Task list:
- a) Answer these questions from the lab automation text:
(i) What is Ravi Hosein's job title, and at which company?
(ii) What does Lubrizol produce?
(iii) Before Lubrizol implemented lab control software, what were they having difficulty monitoring, and with what?
- b) Extend the lab automation text, picking up after its final sentence.

Document section:
== Segment start ==

It is arguable that we are currently in the midst of an automation revolution. Most things are becoming digitised and everywhere you turn, it seems that technology is doing a job once reserved for a human, comments Ravi Hosein, Product Manager at Radleys
From the self-service checkout at the supermarket to the maps app on your smartphone, some things are now so ingrained in our everyday lives that we barely even notice them at all. But that isn’t necessarily a bad thing.
As a chemist, how many times have you felt there’s just not enough hours in the day to complete everything you need to do?
Although it’s not possible to increase the hours in your day, it’s certainly possible to do more with the time you do have. Enhanced productivity is just one of the main benefits of using automation software within a lab.
Certain technologies and software solutions can help you work more efficiently by offering a multidisciplinary strategy to research, development and optimisation, allowing you to do more, in the same amount of time. By reducing the need for human interaction for tedious tasks, more time is available to scientists to be more innovative and creative within their core roles.
Lab automation is a fairly broad term, but whether you are doing high-throughput screening, automated clinical and analytical testing, diagnostics, large-scale experiments (or any other lab-related activities), automating your chemistry will undoubtedly save you time.
Lubrizol, a specialty chemicals company that produces a range of additives and advanced materials, has experienced the benefits of lab automation first hand, which has made a significant difference to their productivity.
Emma Playfoot, a scientist at the company, explained that before implementing lab control software, they were having difficulty monitoring exotherms during their reactions using standard thermocouples. This was a time-consuming, manual process that meant physically watching for a temperature rise.

== Segment end ==

Provided information:
== Segment start ==

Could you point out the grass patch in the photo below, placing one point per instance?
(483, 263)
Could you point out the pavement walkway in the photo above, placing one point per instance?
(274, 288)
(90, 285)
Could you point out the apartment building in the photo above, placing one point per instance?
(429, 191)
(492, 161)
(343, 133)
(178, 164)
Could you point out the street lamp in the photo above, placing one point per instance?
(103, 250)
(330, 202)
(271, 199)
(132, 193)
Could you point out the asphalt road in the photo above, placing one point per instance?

== Segment end ==
== Segment start ==

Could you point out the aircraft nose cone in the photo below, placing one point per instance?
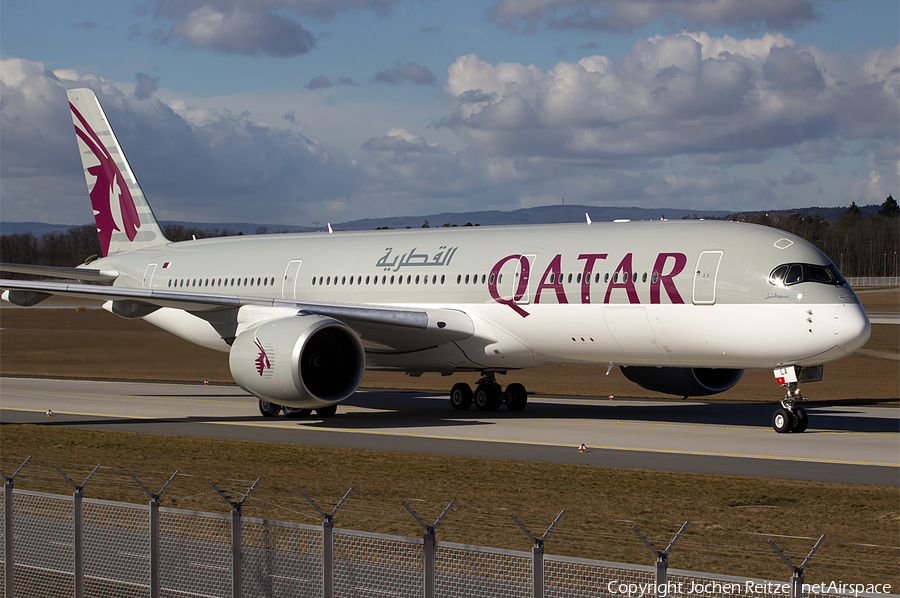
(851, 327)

== Segment end ==

Answers in order:
- a)
(i) Product Manager at Radleys.
(ii) A range of additives and advanced materials.
(iii) Exotherms during their reactions, using standard thermocouples.

- b)
Emma says: “We didn’t know if exotherms had occurred and if they had, on what scale they had occurred. Lab automation not only allows for increased productivity, but elevates data quality, reduces lab process time and even enables experimentation that otherwise wouldn't be possible."
There’s no doubt that lab automation can provide a huge productivity boost by eliminating the more menial, tedious tasks that tend to take up the most time. By implementing software that allows for lab automation, the need for an operator to manually make adjustments to the experiment during a reaction is removed and data is gathered simultaneously, with much more accuracy.
Many automated products also allow for dynamic changes to temperature based on feedback from the reaction, which is a great advantage if the reaction is too long for a standard working day, or there are scheduled meetings that would have otherwise interrupted the reaction.
This innovation allows reactions to run overnight, rather than having to pause them and restart them the following day, which means deviating from any potential manufacturing processes or giving inaccurate results.
It can be time consuming and mentally taxing for a single person to manually manage multiple devices and the rise of automation within labs can help overcome many of the challenges this presents.
In addition to increasing the accuracy of experiments, lab automation can also assist in recording experimental data and producing reports which simplify post-reaction analysis. As capturing data can be a time consuming, manual process which is often prone to errors, this is a huge benefit.
For example, lab software can track reaction exotherms and automatically record the temperature changes, then present them in a graph where the user can see how the reaction temperature varies with time.
This offers a massive benefit when speaking to manufacturers about reaction profiles, as the relevant data can be pulled straight from the software in a readily available format, making it easier to explain the different steps of the reaction.
Automating your data capture and having it presented in a digestible format, such as a graph, makes it easier to interpret. It also makes it easier to spot trends and identify anomalies you might have missed during the reaction, allowing chemists to glean insights that could help improve manufacturing processes down the line.
By allowing scientists to better control their lab work, they are also able to make their processes safer. The scale-up of chemical processes comes with some inherent risks, particularly with regards to controlling exotherms.
Automation can provide an increased level of safety as certain software will allow you to program the dosing so that it stops adding a reagent, or even end the reaction if the temperature of the reaction reaches a certain value. This reduces the risk of exothermic runaways, even if the reaction is left unattended.
With so many advances happening at seemingly such a rapid pace, it’s understandable to assume that everything is going to change immediately.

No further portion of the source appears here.